_TEXTE EXTRAIT_
------------------------------------------------
Commentaire de l’arrêt du 19 mars 2020 de la Cour da cassation,

Chambre Civile 3ème, n°18-25.585

 

Faits et Procédure

La société SRK Immobilier, maître de l’ouvrage, a conclu avec la société Rochatic, un contrat de maîtrise d’œuvre, aux termes duquel, il lui a été confié une « mission de maîtrise d’œuvre complète ».

Le 26 juillet 2012, le maître de l’ouvrage a conclu avec la société FGTP un contrat d’entreprise, lui confiant les travaux de terrassement, VRD, et espaces verts.

Le choix de cette société avait été conseillé par le maître d’œuvre.

Le 20 juillet 2011, la société FGTP avait été placée en redressement judiciaire.

Pendant l’exécution des travaux, le maître de l’ouvrage a reproché à la société FGTP, des non-conformités dans les matériaux utilisés, ainsi que son absence de sécurité financière, en raison de la procédure de redressement judiciaire.

De sorte que le 12 décembre 2012, le maître de l’ouvrage a résilié le contrat de la société FGTP, qui a fait l’objet d’une liquidation judiciaire le 17 avril 2013.

A la suite d’une expertise ayant révélé des non-conformités et des désordres apparus avant réception, le maître de l’ouvrage a assigné en réparation, le maître d’œuvre et son assureur, ainsi que le Liquidateur Judiciaire de la société FGTP.

 

La Cour d’appel de Rennes a jugé que le maître d’œuvre était responsable à 50 % du préjudice subi par le maître de l’ouvrage.

 

Le maître de l’ouvrage a formé un pourvoi en cassation reprochant ainsi à la Cour d’appel d’avoir limité la part de responsabilité du maître d’œuvre à hauteur de 50 %, alors que ce dernier était tenu « d’une mission de maîtrise d’œuvre complète ».

 

Problème de droit

 

Un maître d’œuvre titulaire d’une mission complète d’exécution est-il tenu à la réparation intégrale du préjudice du maître de l’ouvrage ?

 

 

Moyens soulevés par le pourvoi

1er moyen :

Le maître de l’ouvrage reprochait au maître d’œuvre d’avoir manqué à son obligation de conseil et d’avertissement quant au choix de l’entreprise FGTP, dont il était raisonnablement prévisible qu’elle soit placée en liquidation judiciaire.

Il en déduit que le maître d’œuvre aurait dû lui déconseiller le choix de cette entreprise.
------------------------------------------------
Données d'annotation de points sur photos
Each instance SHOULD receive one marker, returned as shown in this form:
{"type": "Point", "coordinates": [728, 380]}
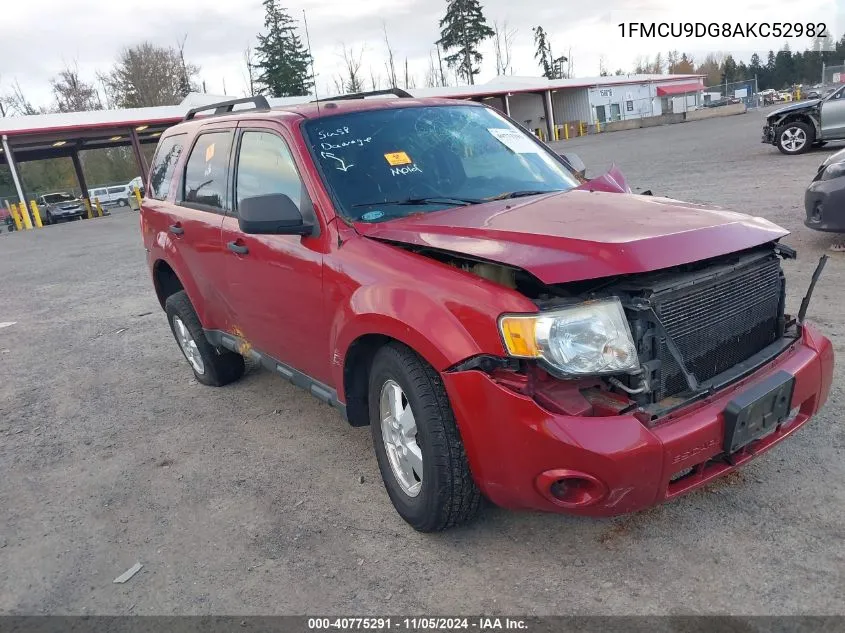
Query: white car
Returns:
{"type": "Point", "coordinates": [109, 196]}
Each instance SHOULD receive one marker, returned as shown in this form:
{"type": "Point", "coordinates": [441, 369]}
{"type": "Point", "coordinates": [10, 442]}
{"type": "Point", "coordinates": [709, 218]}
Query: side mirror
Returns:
{"type": "Point", "coordinates": [574, 163]}
{"type": "Point", "coordinates": [273, 214]}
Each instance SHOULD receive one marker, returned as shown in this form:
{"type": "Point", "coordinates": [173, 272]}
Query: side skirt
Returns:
{"type": "Point", "coordinates": [317, 389]}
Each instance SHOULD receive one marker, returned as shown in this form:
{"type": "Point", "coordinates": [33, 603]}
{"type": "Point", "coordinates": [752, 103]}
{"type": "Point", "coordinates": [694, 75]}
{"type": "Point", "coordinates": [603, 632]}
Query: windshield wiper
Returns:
{"type": "Point", "coordinates": [522, 194]}
{"type": "Point", "coordinates": [431, 200]}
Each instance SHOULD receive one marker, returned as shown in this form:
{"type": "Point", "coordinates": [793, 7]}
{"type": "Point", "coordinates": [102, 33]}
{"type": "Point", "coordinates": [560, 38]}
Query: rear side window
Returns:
{"type": "Point", "coordinates": [164, 164]}
{"type": "Point", "coordinates": [207, 171]}
{"type": "Point", "coordinates": [265, 165]}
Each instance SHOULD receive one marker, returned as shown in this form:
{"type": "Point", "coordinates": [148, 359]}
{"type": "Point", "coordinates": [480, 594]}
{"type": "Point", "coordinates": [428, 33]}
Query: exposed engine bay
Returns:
{"type": "Point", "coordinates": [696, 328]}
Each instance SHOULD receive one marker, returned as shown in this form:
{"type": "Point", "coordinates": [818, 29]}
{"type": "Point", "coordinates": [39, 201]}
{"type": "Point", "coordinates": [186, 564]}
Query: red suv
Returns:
{"type": "Point", "coordinates": [505, 328]}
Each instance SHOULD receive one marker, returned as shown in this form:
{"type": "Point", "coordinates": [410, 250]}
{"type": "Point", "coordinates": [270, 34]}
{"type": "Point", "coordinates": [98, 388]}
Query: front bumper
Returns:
{"type": "Point", "coordinates": [768, 135]}
{"type": "Point", "coordinates": [67, 214]}
{"type": "Point", "coordinates": [513, 443]}
{"type": "Point", "coordinates": [824, 204]}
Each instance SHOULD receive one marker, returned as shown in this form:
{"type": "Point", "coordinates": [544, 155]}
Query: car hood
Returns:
{"type": "Point", "coordinates": [65, 206]}
{"type": "Point", "coordinates": [801, 105]}
{"type": "Point", "coordinates": [579, 235]}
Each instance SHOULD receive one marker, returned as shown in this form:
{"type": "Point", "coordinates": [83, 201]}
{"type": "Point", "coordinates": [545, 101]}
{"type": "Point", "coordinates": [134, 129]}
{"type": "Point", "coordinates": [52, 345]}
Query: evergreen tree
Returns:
{"type": "Point", "coordinates": [462, 29]}
{"type": "Point", "coordinates": [544, 52]}
{"type": "Point", "coordinates": [282, 59]}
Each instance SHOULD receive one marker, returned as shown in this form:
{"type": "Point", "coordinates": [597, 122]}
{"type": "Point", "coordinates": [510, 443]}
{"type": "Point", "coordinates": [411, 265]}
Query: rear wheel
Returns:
{"type": "Point", "coordinates": [795, 137]}
{"type": "Point", "coordinates": [419, 449]}
{"type": "Point", "coordinates": [210, 366]}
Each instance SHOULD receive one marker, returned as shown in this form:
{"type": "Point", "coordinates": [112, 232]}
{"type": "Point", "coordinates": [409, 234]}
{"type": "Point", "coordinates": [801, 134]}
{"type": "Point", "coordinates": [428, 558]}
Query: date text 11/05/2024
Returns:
{"type": "Point", "coordinates": [724, 29]}
{"type": "Point", "coordinates": [479, 623]}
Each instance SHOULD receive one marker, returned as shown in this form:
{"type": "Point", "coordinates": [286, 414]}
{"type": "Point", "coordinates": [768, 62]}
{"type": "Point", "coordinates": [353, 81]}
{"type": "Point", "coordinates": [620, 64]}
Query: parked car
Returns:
{"type": "Point", "coordinates": [59, 207]}
{"type": "Point", "coordinates": [117, 195]}
{"type": "Point", "coordinates": [797, 127]}
{"type": "Point", "coordinates": [824, 200]}
{"type": "Point", "coordinates": [430, 269]}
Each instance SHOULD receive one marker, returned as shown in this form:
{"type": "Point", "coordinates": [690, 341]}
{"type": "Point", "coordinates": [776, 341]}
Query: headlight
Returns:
{"type": "Point", "coordinates": [834, 170]}
{"type": "Point", "coordinates": [585, 339]}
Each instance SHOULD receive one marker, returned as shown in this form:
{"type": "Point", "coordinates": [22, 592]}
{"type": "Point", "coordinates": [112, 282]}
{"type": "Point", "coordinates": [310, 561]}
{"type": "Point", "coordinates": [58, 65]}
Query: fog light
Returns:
{"type": "Point", "coordinates": [570, 488]}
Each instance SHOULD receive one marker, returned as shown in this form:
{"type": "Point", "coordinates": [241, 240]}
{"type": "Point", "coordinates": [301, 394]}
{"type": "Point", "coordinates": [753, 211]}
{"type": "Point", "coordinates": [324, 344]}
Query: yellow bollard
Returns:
{"type": "Point", "coordinates": [14, 209]}
{"type": "Point", "coordinates": [36, 215]}
{"type": "Point", "coordinates": [27, 223]}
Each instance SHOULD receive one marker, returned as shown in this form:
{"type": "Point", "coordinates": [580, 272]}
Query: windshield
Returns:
{"type": "Point", "coordinates": [53, 198]}
{"type": "Point", "coordinates": [383, 164]}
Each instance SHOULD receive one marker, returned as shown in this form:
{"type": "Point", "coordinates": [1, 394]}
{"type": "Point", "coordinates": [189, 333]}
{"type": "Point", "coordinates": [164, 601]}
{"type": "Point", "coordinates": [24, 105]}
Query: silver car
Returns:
{"type": "Point", "coordinates": [802, 125]}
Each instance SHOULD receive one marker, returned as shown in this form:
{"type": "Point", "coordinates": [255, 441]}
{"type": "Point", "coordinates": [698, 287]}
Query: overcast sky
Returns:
{"type": "Point", "coordinates": [38, 37]}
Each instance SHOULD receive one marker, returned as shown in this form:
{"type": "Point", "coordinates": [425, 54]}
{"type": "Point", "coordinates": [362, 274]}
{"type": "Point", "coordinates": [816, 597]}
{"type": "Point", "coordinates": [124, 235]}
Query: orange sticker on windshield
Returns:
{"type": "Point", "coordinates": [398, 158]}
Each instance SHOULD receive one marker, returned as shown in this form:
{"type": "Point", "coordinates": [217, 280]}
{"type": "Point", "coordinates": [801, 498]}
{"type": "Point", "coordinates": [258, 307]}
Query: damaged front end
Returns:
{"type": "Point", "coordinates": [696, 329]}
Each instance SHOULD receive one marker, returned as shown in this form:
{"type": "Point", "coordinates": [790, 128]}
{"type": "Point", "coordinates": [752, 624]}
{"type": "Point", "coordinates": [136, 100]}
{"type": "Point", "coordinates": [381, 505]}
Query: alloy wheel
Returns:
{"type": "Point", "coordinates": [399, 433]}
{"type": "Point", "coordinates": [188, 345]}
{"type": "Point", "coordinates": [793, 138]}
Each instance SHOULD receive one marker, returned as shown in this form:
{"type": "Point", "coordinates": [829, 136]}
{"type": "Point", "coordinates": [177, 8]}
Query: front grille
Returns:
{"type": "Point", "coordinates": [719, 322]}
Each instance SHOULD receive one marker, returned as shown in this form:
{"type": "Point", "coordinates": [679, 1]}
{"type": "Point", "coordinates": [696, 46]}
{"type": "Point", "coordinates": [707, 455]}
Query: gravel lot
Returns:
{"type": "Point", "coordinates": [255, 498]}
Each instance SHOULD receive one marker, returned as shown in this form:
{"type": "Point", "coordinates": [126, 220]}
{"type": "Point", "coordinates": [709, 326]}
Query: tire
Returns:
{"type": "Point", "coordinates": [210, 366]}
{"type": "Point", "coordinates": [445, 495]}
{"type": "Point", "coordinates": [795, 138]}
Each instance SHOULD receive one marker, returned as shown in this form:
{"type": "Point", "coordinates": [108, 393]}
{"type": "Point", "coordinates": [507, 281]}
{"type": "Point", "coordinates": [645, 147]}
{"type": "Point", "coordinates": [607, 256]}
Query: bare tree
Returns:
{"type": "Point", "coordinates": [375, 79]}
{"type": "Point", "coordinates": [389, 64]}
{"type": "Point", "coordinates": [72, 93]}
{"type": "Point", "coordinates": [409, 79]}
{"type": "Point", "coordinates": [503, 45]}
{"type": "Point", "coordinates": [432, 77]}
{"type": "Point", "coordinates": [443, 81]}
{"type": "Point", "coordinates": [17, 103]}
{"type": "Point", "coordinates": [353, 81]}
{"type": "Point", "coordinates": [249, 61]}
{"type": "Point", "coordinates": [148, 75]}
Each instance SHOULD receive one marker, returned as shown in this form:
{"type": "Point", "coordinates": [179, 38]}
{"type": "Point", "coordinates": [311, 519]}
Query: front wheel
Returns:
{"type": "Point", "coordinates": [795, 138]}
{"type": "Point", "coordinates": [210, 366]}
{"type": "Point", "coordinates": [418, 447]}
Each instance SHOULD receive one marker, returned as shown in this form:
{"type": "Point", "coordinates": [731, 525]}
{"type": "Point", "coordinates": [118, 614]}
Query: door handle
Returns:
{"type": "Point", "coordinates": [240, 249]}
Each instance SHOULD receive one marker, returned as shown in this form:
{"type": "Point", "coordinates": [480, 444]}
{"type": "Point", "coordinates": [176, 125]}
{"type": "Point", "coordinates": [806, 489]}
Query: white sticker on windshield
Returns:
{"type": "Point", "coordinates": [515, 140]}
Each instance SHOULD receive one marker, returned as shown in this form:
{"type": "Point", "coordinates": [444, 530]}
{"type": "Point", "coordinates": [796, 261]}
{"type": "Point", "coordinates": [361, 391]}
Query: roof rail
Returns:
{"type": "Point", "coordinates": [396, 92]}
{"type": "Point", "coordinates": [225, 107]}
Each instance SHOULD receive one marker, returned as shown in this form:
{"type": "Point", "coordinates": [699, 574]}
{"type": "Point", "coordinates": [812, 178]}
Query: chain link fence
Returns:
{"type": "Point", "coordinates": [833, 76]}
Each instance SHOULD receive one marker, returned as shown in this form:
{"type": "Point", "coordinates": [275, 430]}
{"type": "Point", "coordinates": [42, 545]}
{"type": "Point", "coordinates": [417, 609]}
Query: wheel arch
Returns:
{"type": "Point", "coordinates": [165, 281]}
{"type": "Point", "coordinates": [799, 117]}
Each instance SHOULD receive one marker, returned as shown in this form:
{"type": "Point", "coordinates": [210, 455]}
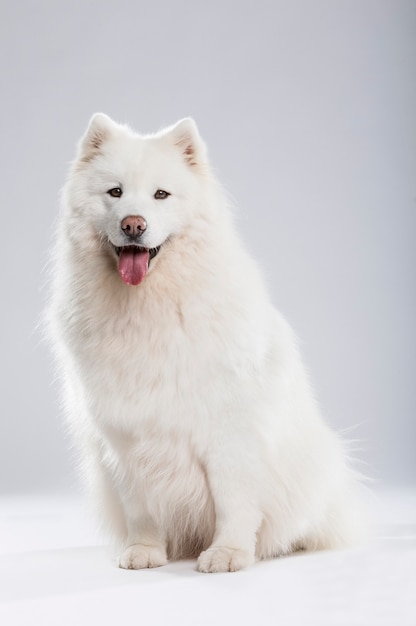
------------------------------------------------
_CONSIGNES_
1. Recopiez fidèlement le passage du commentaire qui commence aux mots « Le 20 juillet » et s'arrête après « la société FGTP. ».
2. D'après le commentaire, à quelle date la société FGTP a-t-elle été placée en redressement judiciaire ?
3. Reformulez sous forme de liste le paragraphe du commentaire commençant par « A la suite d'une expertise », en conservant ses faits essentiels.
Seul le commentaire doit servir de source pour répondre.

_RÉSULTATS DE L'EXERCICE_
1.
Le 20 juillet 2011, la société FGTP avait été placée en redressement judiciaire.

Pendant l’exécution des travaux, le maître de l’ouvrage a reproché à la société FGTP, des non-conformités dans les matériaux utilisés, ainsi que son absence de sécurité financière, en raison de la procédure de redressement judiciaire.

De sorte que le 12 décembre 2012, le maître de l’ouvrage a résilié le contrat de la société FGTP, qui a fait l’objet d’une liquidation judiciaire le 17 avril 2013.

A la suite d’une expertise ayant révélé des non-conformités et des désordres apparus avant réception, le maître de l’ouvrage a assigné en réparation, le maître d’œuvre et son assureur, ainsi que le Liquidateur Judiciaire de la société FGTP.

2. Le 20 juillet 2011.

3.
- Une expertise a révélé des non-conformités et des désordres apparus avant réception.
- Le maître de l'ouvrage a alors assigné en réparation :
  - le maître d'œuvre et son assureur ;
  - le liquidateur judiciaire de la société FGTP.